### [Task directions]
Lines where the string "plank" appears are to be copied from the entries below.

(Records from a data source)
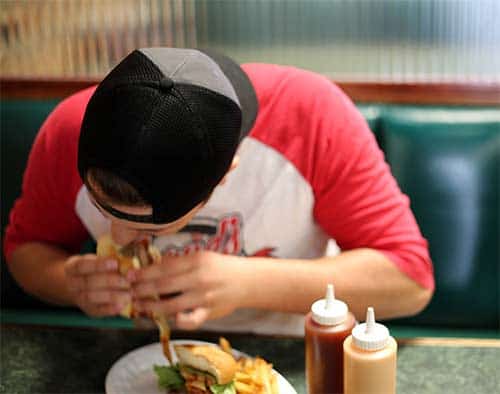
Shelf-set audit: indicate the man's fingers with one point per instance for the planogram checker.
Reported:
(191, 320)
(102, 310)
(169, 266)
(162, 287)
(170, 306)
(87, 264)
(118, 298)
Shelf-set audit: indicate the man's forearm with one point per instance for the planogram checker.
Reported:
(362, 278)
(39, 270)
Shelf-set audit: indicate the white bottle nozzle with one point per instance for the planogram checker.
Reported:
(329, 297)
(370, 335)
(370, 321)
(329, 311)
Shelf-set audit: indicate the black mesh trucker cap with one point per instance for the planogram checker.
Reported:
(168, 121)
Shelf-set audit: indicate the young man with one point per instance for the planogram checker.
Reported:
(240, 175)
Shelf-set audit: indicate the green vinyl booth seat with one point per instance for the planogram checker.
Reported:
(446, 159)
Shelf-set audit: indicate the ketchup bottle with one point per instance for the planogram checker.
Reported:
(327, 325)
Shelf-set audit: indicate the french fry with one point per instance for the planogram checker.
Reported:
(225, 345)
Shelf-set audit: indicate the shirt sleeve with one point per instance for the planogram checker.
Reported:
(45, 210)
(358, 201)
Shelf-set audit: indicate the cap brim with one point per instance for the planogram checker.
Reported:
(242, 86)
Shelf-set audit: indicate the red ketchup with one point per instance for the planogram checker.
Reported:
(327, 325)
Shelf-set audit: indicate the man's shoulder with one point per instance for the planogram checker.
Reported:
(68, 114)
(295, 87)
(60, 132)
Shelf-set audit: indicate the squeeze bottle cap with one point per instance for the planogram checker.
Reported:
(329, 311)
(370, 335)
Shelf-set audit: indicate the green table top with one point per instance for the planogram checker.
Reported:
(43, 359)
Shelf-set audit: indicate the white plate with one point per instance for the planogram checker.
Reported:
(133, 373)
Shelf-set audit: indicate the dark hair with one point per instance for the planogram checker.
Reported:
(115, 189)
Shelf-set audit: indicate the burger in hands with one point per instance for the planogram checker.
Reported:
(135, 255)
(202, 369)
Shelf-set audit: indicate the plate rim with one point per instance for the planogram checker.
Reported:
(236, 352)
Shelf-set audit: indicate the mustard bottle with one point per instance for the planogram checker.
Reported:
(370, 358)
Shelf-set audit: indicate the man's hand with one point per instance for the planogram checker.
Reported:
(193, 288)
(96, 285)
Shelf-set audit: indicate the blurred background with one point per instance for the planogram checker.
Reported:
(425, 74)
(347, 40)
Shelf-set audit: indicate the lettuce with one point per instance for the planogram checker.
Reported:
(169, 377)
(223, 388)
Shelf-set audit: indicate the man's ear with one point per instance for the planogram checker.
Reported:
(234, 164)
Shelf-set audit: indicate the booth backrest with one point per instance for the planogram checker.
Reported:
(446, 159)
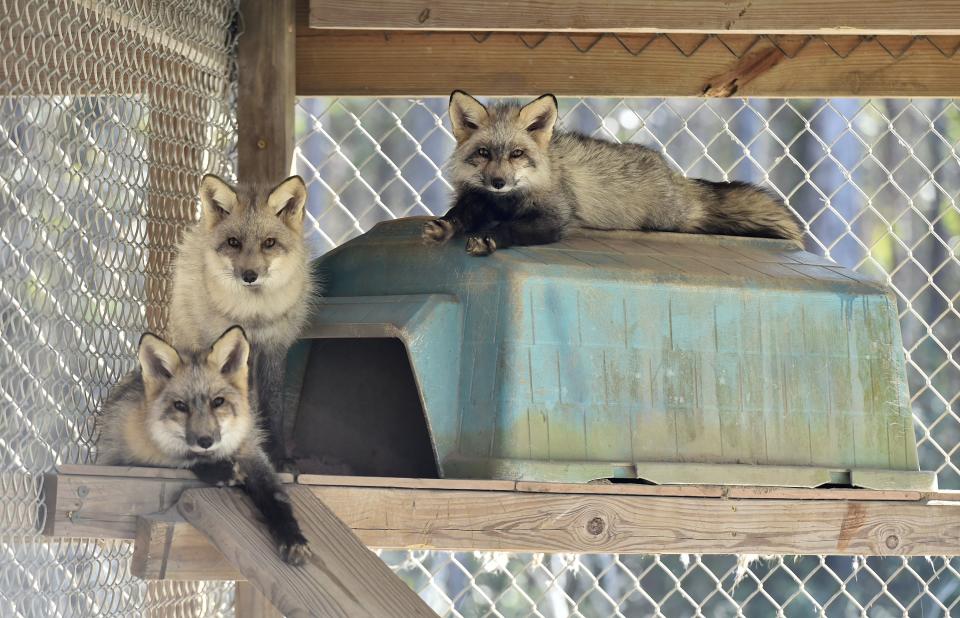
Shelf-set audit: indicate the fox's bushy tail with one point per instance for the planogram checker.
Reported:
(743, 209)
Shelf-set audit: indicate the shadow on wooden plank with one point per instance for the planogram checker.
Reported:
(342, 577)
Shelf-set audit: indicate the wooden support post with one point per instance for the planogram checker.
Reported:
(266, 97)
(342, 577)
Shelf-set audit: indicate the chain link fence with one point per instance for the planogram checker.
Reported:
(875, 181)
(109, 113)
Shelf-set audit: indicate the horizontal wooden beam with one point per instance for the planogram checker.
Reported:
(530, 517)
(339, 63)
(775, 16)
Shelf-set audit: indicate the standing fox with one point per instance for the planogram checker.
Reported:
(192, 410)
(519, 182)
(245, 263)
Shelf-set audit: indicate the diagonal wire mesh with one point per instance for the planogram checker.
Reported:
(109, 112)
(876, 183)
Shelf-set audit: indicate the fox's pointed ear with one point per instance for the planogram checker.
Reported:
(466, 115)
(287, 200)
(539, 117)
(158, 362)
(218, 199)
(229, 355)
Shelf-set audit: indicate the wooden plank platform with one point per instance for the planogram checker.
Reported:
(781, 16)
(465, 515)
(341, 578)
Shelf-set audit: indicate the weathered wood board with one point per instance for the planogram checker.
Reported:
(341, 578)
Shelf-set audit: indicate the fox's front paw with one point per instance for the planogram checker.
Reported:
(296, 551)
(481, 245)
(437, 231)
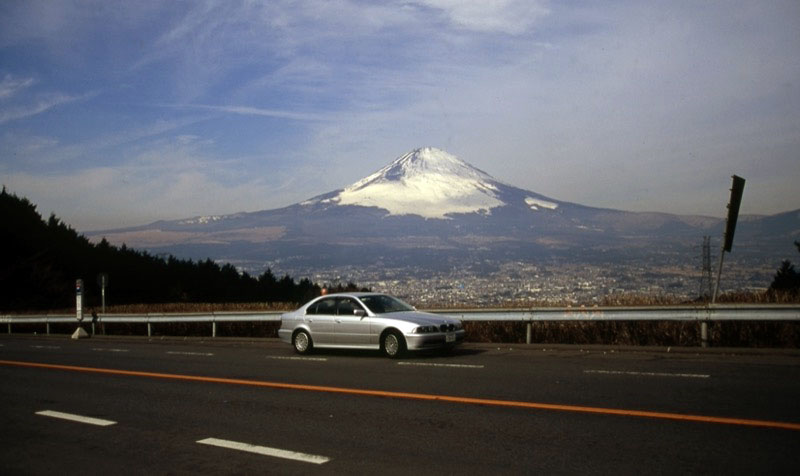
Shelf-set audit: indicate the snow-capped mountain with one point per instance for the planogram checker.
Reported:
(427, 182)
(430, 183)
(429, 206)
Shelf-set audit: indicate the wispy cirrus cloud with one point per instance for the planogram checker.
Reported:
(37, 106)
(500, 16)
(256, 111)
(10, 85)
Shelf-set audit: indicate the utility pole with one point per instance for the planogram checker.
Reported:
(737, 188)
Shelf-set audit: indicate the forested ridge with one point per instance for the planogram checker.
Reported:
(43, 258)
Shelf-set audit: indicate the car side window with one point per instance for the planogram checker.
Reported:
(325, 306)
(347, 307)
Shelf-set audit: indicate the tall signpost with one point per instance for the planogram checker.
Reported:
(737, 188)
(79, 332)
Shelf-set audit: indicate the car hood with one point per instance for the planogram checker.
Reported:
(419, 318)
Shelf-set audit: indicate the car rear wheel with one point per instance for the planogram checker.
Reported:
(392, 344)
(302, 342)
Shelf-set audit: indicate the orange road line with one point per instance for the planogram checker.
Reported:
(419, 396)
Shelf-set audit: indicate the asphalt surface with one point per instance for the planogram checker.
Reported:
(480, 409)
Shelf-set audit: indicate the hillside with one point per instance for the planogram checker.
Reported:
(42, 259)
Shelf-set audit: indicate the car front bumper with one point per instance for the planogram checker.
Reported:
(434, 340)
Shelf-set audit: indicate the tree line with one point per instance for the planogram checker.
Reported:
(41, 260)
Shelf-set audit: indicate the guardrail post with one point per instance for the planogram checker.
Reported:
(703, 334)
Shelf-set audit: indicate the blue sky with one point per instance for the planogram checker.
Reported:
(115, 114)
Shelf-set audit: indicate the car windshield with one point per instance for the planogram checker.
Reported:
(381, 304)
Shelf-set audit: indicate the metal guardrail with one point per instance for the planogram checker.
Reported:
(717, 312)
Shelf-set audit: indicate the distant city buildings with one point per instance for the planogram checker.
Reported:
(551, 283)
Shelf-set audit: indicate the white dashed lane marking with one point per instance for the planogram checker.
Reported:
(314, 359)
(77, 418)
(265, 451)
(452, 366)
(645, 374)
(204, 354)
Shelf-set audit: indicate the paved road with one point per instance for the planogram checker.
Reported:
(177, 407)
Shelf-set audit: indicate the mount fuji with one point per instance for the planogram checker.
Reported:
(430, 183)
(428, 209)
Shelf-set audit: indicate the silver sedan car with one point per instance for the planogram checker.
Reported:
(367, 321)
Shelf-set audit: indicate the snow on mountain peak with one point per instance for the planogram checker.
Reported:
(428, 182)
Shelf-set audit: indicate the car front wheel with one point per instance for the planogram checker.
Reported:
(302, 342)
(392, 344)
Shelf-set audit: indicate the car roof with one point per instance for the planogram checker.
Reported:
(355, 294)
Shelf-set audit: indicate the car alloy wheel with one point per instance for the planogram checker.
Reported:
(302, 342)
(392, 344)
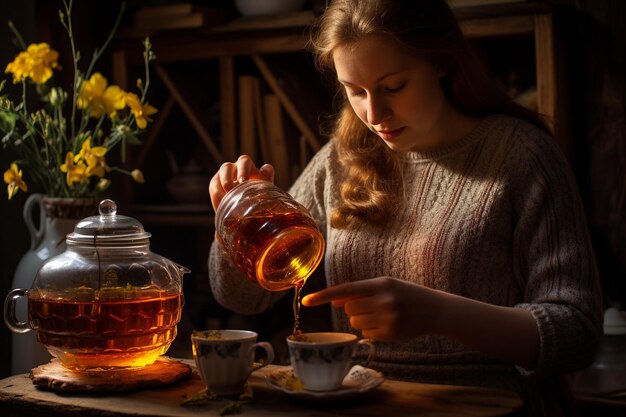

### [Response]
Shelf-set audit: indicate the shadow on wooden plank with one point per instance for the planogram checker.
Shelf-set audit: indicate the wooden plank platform with one point per instance for the planogram checker.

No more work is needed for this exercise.